• EXCERPTED PASSAGE
********************

3. Garlic May Help Lower Cholesterol
Another potential perk of garlic for the heart: improving cholesterol levels. How? Garlic “may help decrease the production of cholesterol by the liver,” says Bazilian.
While more research is needed to determine the relationship between garlic intake and cholesterol levels, a meta-analysis and review of studies that was published in May 2018 in Medicine concluded that taking garlic supplements was effective in lowering both total cholesterol and high LDL cholesterol levels, which are two risk factors for heart disease.
4. Garlic May Support Immune Function
Given our collective zest for learning about taking care of our immune system during the COVID-19 pandemic, here’s one reason to add garlic to your dinner tonight. While there’s not enough evidence to suggest that that garlic will prevent or treat the common cold, for instance, it can play a role in your body’s defense mechanisms in a few ways.
For one, the allicin (one of the plant chemicals Raj highlights) in garlic provides antibacterial properties, says Bazilian. Scientists also believe that garlic has antiviral properties that may work in two ways, she says: by blocking the entry of viruses into cells, and by strengthening the immune response so that it can effectively fight off potential invaders. It’s these things that can help support a healthy immune system overall.
5. Garlic May Reduce Blood Clotting
One more perk of garlic for your heart health: “Compounds in garlic (and onions) have been shown to decrease the ‘stickiness’ of our platelets and have anti-clotting properties,” says Bazilian. These things may help guard against atherosclerosis, a process in which plaque buildup leads to a hardening and narrowing of the arteries. Per the National Heart, Blood, and Lung Institute, atherosclerosis increases your risk for blood clots that can cause heart attacks and stroke. Of course, eating garlic shouldn’t be the only preventive measure you take to protect your arteries. The National Heart, Blood, and Lung Institute recommends following a heart-healthy eating plan, getting plenty of exercise, managing your weight, and avoiding or quitting smoking.

********************

• RECORDED INFORMATION
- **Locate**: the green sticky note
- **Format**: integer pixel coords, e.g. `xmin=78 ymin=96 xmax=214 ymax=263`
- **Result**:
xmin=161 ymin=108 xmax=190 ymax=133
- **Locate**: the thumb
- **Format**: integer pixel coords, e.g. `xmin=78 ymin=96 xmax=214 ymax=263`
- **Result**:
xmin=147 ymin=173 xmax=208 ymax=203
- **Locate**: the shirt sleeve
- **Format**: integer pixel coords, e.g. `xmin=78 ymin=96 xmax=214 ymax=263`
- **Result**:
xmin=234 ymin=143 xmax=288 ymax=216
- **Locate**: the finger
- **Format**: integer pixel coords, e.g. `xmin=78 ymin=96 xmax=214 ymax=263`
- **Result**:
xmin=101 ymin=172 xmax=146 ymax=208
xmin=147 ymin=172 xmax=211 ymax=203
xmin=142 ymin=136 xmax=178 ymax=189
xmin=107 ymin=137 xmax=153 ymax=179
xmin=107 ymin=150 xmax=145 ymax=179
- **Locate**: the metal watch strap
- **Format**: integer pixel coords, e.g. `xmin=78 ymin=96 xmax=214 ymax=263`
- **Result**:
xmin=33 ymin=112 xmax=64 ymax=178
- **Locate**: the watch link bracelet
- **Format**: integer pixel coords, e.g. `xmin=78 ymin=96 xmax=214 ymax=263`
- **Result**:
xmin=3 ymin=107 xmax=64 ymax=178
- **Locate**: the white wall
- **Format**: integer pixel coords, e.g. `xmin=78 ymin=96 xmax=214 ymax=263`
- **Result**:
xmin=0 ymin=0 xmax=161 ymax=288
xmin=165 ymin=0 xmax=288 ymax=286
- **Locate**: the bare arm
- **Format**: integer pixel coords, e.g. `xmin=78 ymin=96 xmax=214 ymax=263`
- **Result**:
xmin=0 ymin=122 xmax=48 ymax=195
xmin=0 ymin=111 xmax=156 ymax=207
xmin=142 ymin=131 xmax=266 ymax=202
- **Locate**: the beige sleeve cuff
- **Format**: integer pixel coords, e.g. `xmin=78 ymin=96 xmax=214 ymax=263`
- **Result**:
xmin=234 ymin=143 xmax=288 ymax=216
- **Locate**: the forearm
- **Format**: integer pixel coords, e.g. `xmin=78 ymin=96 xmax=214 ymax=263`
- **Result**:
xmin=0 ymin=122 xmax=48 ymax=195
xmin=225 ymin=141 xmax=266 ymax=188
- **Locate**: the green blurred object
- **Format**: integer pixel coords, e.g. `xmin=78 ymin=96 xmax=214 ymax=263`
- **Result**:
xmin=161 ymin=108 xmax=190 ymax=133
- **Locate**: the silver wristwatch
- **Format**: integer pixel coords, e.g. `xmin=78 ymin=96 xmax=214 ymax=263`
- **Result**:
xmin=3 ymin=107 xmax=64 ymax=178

********************

• COMPLETE THE FOLLOWING
1. Summarize the garlic passage in two sentences.
2. Please duplicate the part of the garlic passage from "While more research" up to and including "a few ways.".
3. Carry the garlic passage forward with the next part, starting after its final sentence.
The data are separate material, apart from the garlic passage.

• ANSWERS FOR THIS EXERCISE
1. Garlic may help lower cholesterol by decreasing the liver's production of it, and a 2018 meta-analysis in Medicine found that garlic supplements lowered both total and LDL cholesterol. Garlic may also support immune function through allicin's antibacterial properties and possible antiviral effects, and its compounds may reduce platelet stickiness and clotting, which may help guard against atherosclerosis.

2.
While more research is needed to determine the relationship between garlic intake and cholesterol levels, a meta-analysis and review of studies that was published in May 2018 in Medicine concluded that taking garlic supplements was effective in lowering both total cholesterol and high LDL cholesterol levels, which are two risk factors for heart disease.
4. Garlic May Support Immune Function
Given our collective zest for learning about taking care of our immune system during the COVID-19 pandemic, here’s one reason to add garlic to your dinner tonight. While there’s not enough evidence to suggest that that garlic will prevent or treat the common cold, for instance, it can play a role in your body’s defense mechanisms in a few ways.

3.
6. Garlic Provides a Host of Antioxidants
Garlic’s nutrients and plant compounds give it “strong antioxidant properties,” per a review published in July 2020 in Antioxidants. Not only do antioxidants benefit blood vessels and reduce inflammation but they may soak up the damaging free radicals that can lead to diseases like cancer (though this anti-cancer potential needs to be borne out in human research, says the American Institute for Cancer Research).
7. Garlic Makes Other Healthy Foods Taste Great
Bazilian classes garlic in the same category of food as onions, herbs, and spices, adding that “garlic brings great flavor to foods, so it helps us eat more of the foods that we’re supposed to be eating more of, like vegetables, whole grains, lean proteins, and beans.”
Adding flavor through garlic can also potentially help you reduce the need for excess salt on your foods — and for just 4 calories per clove, according to the U.S. Department of Agriculture.
And finally, don’t discount the role that taste plays in your overall diet: “When we love the food we eat and learn to listen to our cues for satiety, it can be more satisfying, too,” Bazilian says. All the more reason to add some garlic to your next meal!